— BEGIN —

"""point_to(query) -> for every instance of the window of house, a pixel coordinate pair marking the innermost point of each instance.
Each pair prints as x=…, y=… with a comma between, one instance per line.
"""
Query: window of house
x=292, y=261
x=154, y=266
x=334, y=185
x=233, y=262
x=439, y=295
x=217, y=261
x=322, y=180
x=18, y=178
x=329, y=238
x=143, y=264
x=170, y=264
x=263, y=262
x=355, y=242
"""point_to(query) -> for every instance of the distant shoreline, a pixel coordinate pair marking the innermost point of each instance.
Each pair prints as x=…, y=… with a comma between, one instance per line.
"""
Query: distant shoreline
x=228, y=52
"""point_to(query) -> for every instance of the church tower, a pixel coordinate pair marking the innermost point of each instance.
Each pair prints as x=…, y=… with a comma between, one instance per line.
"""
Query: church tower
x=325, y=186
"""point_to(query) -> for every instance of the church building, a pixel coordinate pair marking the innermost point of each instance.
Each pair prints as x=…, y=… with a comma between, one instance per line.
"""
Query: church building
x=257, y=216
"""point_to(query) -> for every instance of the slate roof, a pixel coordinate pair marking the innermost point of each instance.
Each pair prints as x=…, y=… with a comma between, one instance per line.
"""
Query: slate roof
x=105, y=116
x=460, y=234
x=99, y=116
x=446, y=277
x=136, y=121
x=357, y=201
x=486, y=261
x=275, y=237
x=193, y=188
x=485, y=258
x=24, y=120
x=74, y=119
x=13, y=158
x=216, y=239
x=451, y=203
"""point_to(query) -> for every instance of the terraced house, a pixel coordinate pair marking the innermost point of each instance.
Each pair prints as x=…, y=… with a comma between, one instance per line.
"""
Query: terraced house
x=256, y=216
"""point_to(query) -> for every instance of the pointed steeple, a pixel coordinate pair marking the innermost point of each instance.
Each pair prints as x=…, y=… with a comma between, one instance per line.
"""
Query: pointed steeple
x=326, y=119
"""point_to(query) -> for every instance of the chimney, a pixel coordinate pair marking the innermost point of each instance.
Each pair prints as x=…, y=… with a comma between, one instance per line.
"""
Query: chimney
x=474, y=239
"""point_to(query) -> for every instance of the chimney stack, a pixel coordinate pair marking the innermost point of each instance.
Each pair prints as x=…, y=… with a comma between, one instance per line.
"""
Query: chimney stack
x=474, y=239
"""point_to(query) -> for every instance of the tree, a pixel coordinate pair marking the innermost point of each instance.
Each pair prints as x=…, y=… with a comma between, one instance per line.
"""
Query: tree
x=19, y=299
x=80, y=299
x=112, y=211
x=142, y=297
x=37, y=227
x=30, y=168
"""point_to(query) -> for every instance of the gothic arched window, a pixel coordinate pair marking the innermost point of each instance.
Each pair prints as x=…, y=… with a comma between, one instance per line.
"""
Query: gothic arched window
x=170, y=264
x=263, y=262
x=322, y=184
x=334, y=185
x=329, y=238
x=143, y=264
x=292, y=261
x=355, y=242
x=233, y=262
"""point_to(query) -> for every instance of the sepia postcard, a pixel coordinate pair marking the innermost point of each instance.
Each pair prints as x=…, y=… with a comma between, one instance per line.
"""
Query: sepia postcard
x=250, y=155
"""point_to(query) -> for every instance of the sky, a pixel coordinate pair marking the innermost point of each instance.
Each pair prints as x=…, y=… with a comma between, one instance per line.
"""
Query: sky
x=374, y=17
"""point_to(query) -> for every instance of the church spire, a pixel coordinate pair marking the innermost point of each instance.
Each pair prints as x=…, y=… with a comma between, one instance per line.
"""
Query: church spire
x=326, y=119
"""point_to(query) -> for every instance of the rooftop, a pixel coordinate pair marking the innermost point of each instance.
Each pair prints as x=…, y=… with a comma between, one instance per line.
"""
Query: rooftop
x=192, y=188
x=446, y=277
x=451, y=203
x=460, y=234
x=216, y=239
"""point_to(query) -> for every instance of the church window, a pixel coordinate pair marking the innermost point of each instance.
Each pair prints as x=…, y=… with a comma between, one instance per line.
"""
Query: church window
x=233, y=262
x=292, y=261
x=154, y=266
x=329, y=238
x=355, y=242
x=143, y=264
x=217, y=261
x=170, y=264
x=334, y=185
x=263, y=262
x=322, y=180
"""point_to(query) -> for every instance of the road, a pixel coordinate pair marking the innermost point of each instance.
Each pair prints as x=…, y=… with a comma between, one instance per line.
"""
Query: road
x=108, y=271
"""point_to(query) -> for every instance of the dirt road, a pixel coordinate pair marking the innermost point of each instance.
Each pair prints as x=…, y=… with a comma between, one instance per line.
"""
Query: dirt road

— END —

- **What you have to do**
Print only the lines from the one with "church window, a" to the end of the records, both included.

- **Task output**
"""point_to(query) -> for every instance of the church window, a pixel coordinate pair marking the innermost point of each instance.
Each pair prints as x=…, y=… with a comma between, one instance per line.
"""
Query: church window
x=233, y=262
x=292, y=261
x=154, y=266
x=329, y=238
x=355, y=242
x=143, y=264
x=217, y=261
x=170, y=264
x=334, y=185
x=263, y=262
x=322, y=180
"""point_to(query) -> for every instance of the road, a pixel coordinate pair marking the innermost point of each instance.
Each pair prints as x=…, y=… with a comma between, one instance per line.
"""
Query: road
x=108, y=271
"""point_to(query) -> for every instance of the dirt road, a pixel coordinate pair marking the innermost point of each instance.
Each pair prints as x=…, y=… with a comma between, one instance per line.
"""
Query: dirt road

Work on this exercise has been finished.